Problem to solve: Every line below must be reproduced exactly. Copy them all.

───

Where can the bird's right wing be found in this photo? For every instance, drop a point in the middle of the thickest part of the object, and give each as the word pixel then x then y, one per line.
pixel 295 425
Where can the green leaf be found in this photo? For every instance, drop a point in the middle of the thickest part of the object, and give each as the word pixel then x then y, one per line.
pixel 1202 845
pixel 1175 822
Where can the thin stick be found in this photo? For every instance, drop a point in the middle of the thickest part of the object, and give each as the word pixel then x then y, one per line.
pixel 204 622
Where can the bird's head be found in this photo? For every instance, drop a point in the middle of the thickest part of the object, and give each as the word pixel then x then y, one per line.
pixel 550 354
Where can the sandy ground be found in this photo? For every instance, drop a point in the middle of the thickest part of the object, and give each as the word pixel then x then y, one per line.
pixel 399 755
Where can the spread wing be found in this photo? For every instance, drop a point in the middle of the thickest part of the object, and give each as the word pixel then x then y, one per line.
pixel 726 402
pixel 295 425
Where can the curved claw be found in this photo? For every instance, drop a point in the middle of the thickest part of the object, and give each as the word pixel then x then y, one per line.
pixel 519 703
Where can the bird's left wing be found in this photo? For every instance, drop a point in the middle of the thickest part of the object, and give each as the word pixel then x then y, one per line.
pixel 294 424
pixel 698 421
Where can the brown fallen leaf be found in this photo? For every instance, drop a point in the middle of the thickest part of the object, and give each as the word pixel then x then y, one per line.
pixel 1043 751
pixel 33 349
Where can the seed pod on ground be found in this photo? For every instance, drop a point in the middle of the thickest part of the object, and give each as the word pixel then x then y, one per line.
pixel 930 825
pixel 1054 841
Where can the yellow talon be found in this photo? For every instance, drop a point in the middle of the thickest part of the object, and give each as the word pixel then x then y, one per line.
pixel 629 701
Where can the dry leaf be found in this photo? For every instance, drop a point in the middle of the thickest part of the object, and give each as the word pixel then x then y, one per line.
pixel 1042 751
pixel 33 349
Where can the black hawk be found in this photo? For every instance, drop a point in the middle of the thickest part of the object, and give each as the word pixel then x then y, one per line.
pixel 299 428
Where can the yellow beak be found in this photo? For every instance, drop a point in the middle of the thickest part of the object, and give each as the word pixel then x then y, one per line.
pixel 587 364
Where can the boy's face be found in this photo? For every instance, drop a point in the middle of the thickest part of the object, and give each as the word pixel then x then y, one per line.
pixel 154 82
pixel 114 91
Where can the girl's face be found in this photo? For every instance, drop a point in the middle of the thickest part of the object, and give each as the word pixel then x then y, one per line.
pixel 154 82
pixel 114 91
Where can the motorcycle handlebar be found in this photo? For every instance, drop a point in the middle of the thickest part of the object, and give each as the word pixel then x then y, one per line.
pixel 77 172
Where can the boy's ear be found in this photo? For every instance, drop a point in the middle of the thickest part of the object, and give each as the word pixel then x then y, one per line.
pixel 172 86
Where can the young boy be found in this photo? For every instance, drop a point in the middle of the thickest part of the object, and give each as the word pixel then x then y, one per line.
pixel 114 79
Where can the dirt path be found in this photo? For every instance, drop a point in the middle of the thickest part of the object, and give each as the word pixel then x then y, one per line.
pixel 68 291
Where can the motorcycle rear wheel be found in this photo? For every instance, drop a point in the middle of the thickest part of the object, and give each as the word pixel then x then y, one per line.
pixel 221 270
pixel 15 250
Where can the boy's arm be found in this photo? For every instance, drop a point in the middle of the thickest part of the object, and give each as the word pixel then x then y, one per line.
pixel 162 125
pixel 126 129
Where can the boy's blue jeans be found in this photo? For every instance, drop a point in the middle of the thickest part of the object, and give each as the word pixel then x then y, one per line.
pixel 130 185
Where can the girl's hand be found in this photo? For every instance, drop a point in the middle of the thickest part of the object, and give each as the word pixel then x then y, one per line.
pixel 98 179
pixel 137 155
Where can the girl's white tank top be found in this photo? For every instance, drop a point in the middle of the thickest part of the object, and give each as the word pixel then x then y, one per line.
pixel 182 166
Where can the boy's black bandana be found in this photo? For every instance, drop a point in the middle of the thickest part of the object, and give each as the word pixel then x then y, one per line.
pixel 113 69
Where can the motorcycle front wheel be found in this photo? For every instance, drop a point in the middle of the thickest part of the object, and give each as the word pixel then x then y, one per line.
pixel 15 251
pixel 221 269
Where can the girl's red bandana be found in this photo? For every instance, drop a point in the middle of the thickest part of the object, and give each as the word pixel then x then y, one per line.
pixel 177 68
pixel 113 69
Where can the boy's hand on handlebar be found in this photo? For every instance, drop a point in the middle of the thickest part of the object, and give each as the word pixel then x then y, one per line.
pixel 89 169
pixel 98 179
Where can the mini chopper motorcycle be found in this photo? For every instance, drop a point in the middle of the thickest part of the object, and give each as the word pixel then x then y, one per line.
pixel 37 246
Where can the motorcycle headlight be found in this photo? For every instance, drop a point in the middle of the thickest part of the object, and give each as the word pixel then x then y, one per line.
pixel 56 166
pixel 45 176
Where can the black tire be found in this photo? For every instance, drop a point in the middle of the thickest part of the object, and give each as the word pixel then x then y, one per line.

───

Finished task:
Where can the bird's right wing be found in this photo? For every instance, drop a point in the middle of the thickest part of the object, and give each as the word pixel then x then y, one per line.
pixel 295 425
Where can the green leaf be found in this photo? For every instance, drop a point in the middle of the thickest part of the object, and give each as the word pixel then x then y, one per line.
pixel 1202 845
pixel 1175 822
Where can the thin stick be found in this photo? For every instance, drop a point in the middle of the thickest part of the object, and give each as the word pixel then x then y, one per line.
pixel 204 622
Where can the bird's head be found in this photo? For every instance, drop a point in the middle of the thickest part of the object, and give each as the word pixel then x then y, one per line.
pixel 550 354
Where can the sandy ground be found in this photo? For every instance, drop a point in the middle of the thickest part of the object, and give each as the word pixel then x then y, one per line.
pixel 399 755
Where can the spread wing be found in this photo? For every instance, drop a point in the middle of the thickest part of the object, and give each as the word pixel then x then y, one per line.
pixel 726 402
pixel 295 425
Where can the curved claw be found in this photo? For every instance, drop a point in the middle of the thickest part of the object, and give each as the word pixel then x then y, one per line.
pixel 519 703
Where can the bird's left wing be found in this photo? For every instance, drop a point in the middle of the thickest part of the object, and give each as the word pixel then x then y, one per line.
pixel 294 424
pixel 698 421
Where can the brown fallen leaf be found in this photo? For every instance, drop a point in the middle of the thickest part of the object, and give each as the word pixel then x then y, one per line.
pixel 1043 751
pixel 33 349
Where can the seed pod on ground be found in this photo? For every instance, drop a point in the middle of the thickest part of the object, and give each as the word pixel then x then y, one per line.
pixel 930 825
pixel 1054 841
Where can the yellow talon be found in this photo? For every instance, drop a point in the middle of the thickest part of the object, and give each as the word pixel then x then y, one per line.
pixel 629 701
Where can the dry leaf be found in this photo? For every instance, drop a point in the middle of the thickest part of the object, and give each as the word pixel then x then y, one per line.
pixel 1042 751
pixel 33 349
Where can the black hawk be found in this photo? For every instance, drop a point in the middle of the thickest part of the object, and give each as the word pixel then x then y, one per line.
pixel 299 428
Where can the yellow beak be found in this photo? For every instance, drop a point in the middle of the thickest part of the object, and give each as the word pixel then x then y, one per line.
pixel 587 364
Where can the boy's face be found in this photo? For every instance, drop a point in the middle of the thickest part of the object, and give each as the word pixel then x then y, one per line.
pixel 154 82
pixel 114 91
Where can the girl's face be found in this photo? For every instance, drop a point in the middle of the thickest part of the object, and give each as the word pixel then x then y, one per line.
pixel 154 82
pixel 114 91
Where can the motorcycle handlebar be found in this photo? For every instance, drop a point in the middle of the thickest part of the object, and give each as the word pixel then x then y, one per line.
pixel 77 172
Where can the boy's ear be found in this photo? For every instance, drop a point in the middle of the thickest part of the object, and give each as the word pixel then x then y, one per line.
pixel 172 86
Where can the young boy be found in this photo? For every instance, drop a point in the middle of the thickest part of the object, and give each as the word pixel then x then y, one per line.
pixel 114 79
Where can the dirt path be found in this photo? For every instance, drop a point in the middle of the thickest part of the object, and give each as the word pixel then x then y, one per line.
pixel 68 291
Where can the motorcycle rear wheel be found in this photo? For every instance, drop a point in the middle of the thickest part of the object, and give each as the word pixel then x then y, one per line.
pixel 221 270
pixel 15 250
Where can the boy's arm be found in this photo? For every instance, drop a point in the middle of the thickest part of the object, and give each as the word pixel then x then y, one per line.
pixel 162 125
pixel 126 129
Where can the boy's blue jeans be found in this photo? For every instance, drop a point in the middle of the thickest part of the object, and give each as the word pixel then x then y, one per line.
pixel 130 185
Where can the girl's hand be found in this photo? For every instance, drop a point in the middle of the thickest part of the object, and give each as the word pixel then x then y, one per line.
pixel 98 179
pixel 137 155
Where can the girl's white tank top be found in this photo? For every instance, drop a point in the middle of the thickest part of the object, and give each as the word pixel then x then y, one per line.
pixel 182 166
Where can the boy's black bandana be found in this photo? For every instance, drop a point in the middle of the thickest part of the object, and give each as the word pixel then x then y, one per line.
pixel 113 69
Where can the motorcycle front wheel be found in this photo? For every instance, drop a point in the middle of the thickest part of the object, and give each as the word pixel then x then y, one per line.
pixel 15 251
pixel 221 269
Where can the girl's red bandana be found in this photo? For every instance, drop a point in the middle of the thickest part of the object, and give each as the word pixel then x then y, one per line.
pixel 177 68
pixel 113 69
Where can the boy's hand on handlebar be found in this photo? For every instance, drop a point in the middle of the thickest part of the object, and give each as the word pixel then x then y, one per line.
pixel 89 169
pixel 98 179
Where can the mini chopper motorcycle be found in this photo? For every instance, drop a point in the middle of the thickest part of the object, and give each as the word pixel then x then y, one per line.
pixel 37 246
Where can the motorcycle headlight be found in this photo? For every instance, drop a point in the middle of the thickest part of the object, and give each as the word pixel then x then y, one per line.
pixel 56 166
pixel 45 176
Where can the black tire be found in this photo? For every instance, drop a point in the middle of the thickest part of the object, and give each as the word pixel then x then y, one per line.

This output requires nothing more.